Today I'd like to welcome Jake Kerr to the blog. Read on to find out more about him and how researching for a story can bring greater understanding.
What are you working on right now?
I’m working on my first novel. It’s a contemplation of
memory and how people’s memories are such powerful and yet inconstant things.
What if a good memory is a false representation of a moment that was actually
bad? Does one’s memory of the best moment of his or her life actually deserve
that designation? By having my
characters experience these things directly via an SF mechanism, I hope to
address these and similar questions.
What's your pre-writing ritual?
You know, this is something that I would love to have. I
love the calming power of ritual, and even something as simple as making tea,
arranging a desk, and then closing my eyes for 60 seconds before writing would
be a wonderful thing. Unfortunately, with the chaos in my life, I tend to just
open the laptop and start typing. Even finding a quiet location is often a
challenge. So my ritual is that I don’t have a ritual. I open the laptop, read
the previous few pages I wrote before, and then continue.
What is one of the most surprising/interesting things you've
discovered while doing research for a story?
It was perhaps not surprising so much as powerful and
illuminating. I was researching a novel that would feature an emotionally
abused woman, and as I read books on emotional abuse I saw things that were
familiar in friends and learned the profoundly sad nature of women trapped in
such a relationship. It was so painful that I ended up scrapping the novel. I
just couldn’t do the character justice.
Tell me about your favorite story that you've published.
What inspired it, and what does it mean to you?

+ + + + +

§ TASK GOAL
Answer these questions using the interview with Jake Kerr.
(a) What does his first novel contemplate?
(b) What does he do after opening the laptop and before continuing to write?
(c) What happened to the novel featuring an emotionally abused woman?

§ LISTING
+ + + + +

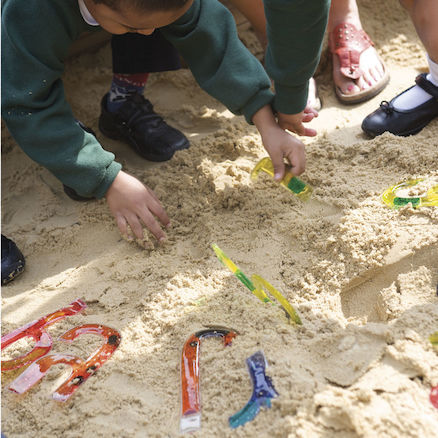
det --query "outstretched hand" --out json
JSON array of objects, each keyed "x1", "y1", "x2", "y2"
[
  {"x1": 253, "y1": 105, "x2": 306, "y2": 181},
  {"x1": 277, "y1": 106, "x2": 318, "y2": 137},
  {"x1": 106, "y1": 171, "x2": 170, "y2": 242}
]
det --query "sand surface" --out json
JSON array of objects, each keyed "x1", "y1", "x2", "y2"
[{"x1": 2, "y1": 0, "x2": 438, "y2": 438}]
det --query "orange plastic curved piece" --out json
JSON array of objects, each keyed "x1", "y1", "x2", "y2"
[
  {"x1": 9, "y1": 324, "x2": 121, "y2": 402},
  {"x1": 180, "y1": 327, "x2": 238, "y2": 433},
  {"x1": 1, "y1": 299, "x2": 87, "y2": 371}
]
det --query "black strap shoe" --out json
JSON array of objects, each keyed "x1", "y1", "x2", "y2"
[
  {"x1": 362, "y1": 73, "x2": 438, "y2": 137},
  {"x1": 99, "y1": 94, "x2": 190, "y2": 161},
  {"x1": 2, "y1": 234, "x2": 26, "y2": 284}
]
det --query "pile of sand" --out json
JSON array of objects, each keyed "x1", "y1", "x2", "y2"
[{"x1": 2, "y1": 0, "x2": 438, "y2": 438}]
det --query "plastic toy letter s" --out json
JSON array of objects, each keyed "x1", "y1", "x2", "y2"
[
  {"x1": 1, "y1": 299, "x2": 87, "y2": 371},
  {"x1": 180, "y1": 327, "x2": 237, "y2": 433},
  {"x1": 382, "y1": 178, "x2": 438, "y2": 208},
  {"x1": 9, "y1": 324, "x2": 120, "y2": 402},
  {"x1": 212, "y1": 243, "x2": 302, "y2": 325}
]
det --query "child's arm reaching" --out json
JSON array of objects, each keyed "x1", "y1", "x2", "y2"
[
  {"x1": 106, "y1": 171, "x2": 170, "y2": 242},
  {"x1": 252, "y1": 105, "x2": 306, "y2": 181}
]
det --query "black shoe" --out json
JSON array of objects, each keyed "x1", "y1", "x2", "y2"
[
  {"x1": 99, "y1": 94, "x2": 190, "y2": 161},
  {"x1": 2, "y1": 234, "x2": 25, "y2": 284},
  {"x1": 362, "y1": 73, "x2": 438, "y2": 137}
]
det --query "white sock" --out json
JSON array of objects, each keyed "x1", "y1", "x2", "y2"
[{"x1": 393, "y1": 55, "x2": 438, "y2": 111}]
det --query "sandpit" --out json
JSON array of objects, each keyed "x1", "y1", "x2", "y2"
[{"x1": 2, "y1": 0, "x2": 438, "y2": 438}]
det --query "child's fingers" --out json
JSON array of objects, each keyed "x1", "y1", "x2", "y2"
[
  {"x1": 126, "y1": 214, "x2": 149, "y2": 240},
  {"x1": 302, "y1": 128, "x2": 317, "y2": 137},
  {"x1": 303, "y1": 113, "x2": 315, "y2": 123},
  {"x1": 148, "y1": 188, "x2": 170, "y2": 227},
  {"x1": 271, "y1": 155, "x2": 285, "y2": 181}
]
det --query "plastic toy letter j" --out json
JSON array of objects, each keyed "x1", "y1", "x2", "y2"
[
  {"x1": 1, "y1": 299, "x2": 87, "y2": 371},
  {"x1": 212, "y1": 243, "x2": 302, "y2": 324},
  {"x1": 251, "y1": 157, "x2": 312, "y2": 201},
  {"x1": 180, "y1": 327, "x2": 238, "y2": 433},
  {"x1": 228, "y1": 351, "x2": 278, "y2": 429},
  {"x1": 382, "y1": 178, "x2": 438, "y2": 208}
]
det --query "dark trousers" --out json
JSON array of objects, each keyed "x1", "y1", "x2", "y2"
[{"x1": 111, "y1": 30, "x2": 181, "y2": 73}]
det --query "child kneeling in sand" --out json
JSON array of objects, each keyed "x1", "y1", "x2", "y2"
[{"x1": 2, "y1": 0, "x2": 328, "y2": 245}]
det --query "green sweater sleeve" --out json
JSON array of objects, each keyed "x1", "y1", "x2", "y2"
[
  {"x1": 264, "y1": 0, "x2": 330, "y2": 114},
  {"x1": 1, "y1": 0, "x2": 121, "y2": 198},
  {"x1": 160, "y1": 0, "x2": 273, "y2": 123}
]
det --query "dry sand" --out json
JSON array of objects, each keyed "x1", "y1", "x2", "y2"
[{"x1": 2, "y1": 0, "x2": 438, "y2": 438}]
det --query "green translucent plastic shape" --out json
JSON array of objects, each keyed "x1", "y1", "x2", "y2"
[
  {"x1": 382, "y1": 178, "x2": 438, "y2": 208},
  {"x1": 251, "y1": 157, "x2": 313, "y2": 201}
]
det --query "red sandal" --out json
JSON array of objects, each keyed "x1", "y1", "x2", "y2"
[{"x1": 329, "y1": 23, "x2": 389, "y2": 104}]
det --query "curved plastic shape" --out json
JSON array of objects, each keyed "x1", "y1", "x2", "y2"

+ + + + +

§ TASK OUTPUT
(a) Memory, and how people's memories are such powerful and yet inconstant things.
(b) He reads the previous few pages he wrote.
(c) He scrapped it because the research was so painful and he couldn't do the character justice.